───── Supplied material ─────

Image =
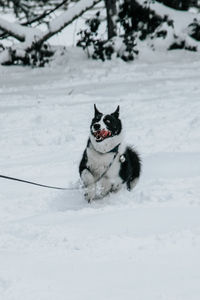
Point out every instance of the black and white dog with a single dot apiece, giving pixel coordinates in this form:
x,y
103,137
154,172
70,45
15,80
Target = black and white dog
x,y
107,163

─────

What you will do → Every record above should be set down exactly, with the pictures left out.

Answer box →
Image =
Point out every instance of the black and white dog with a single dot apiece, giving pixel coordinates in this form:
x,y
103,137
154,172
70,45
15,80
Target = black and white dog
x,y
107,163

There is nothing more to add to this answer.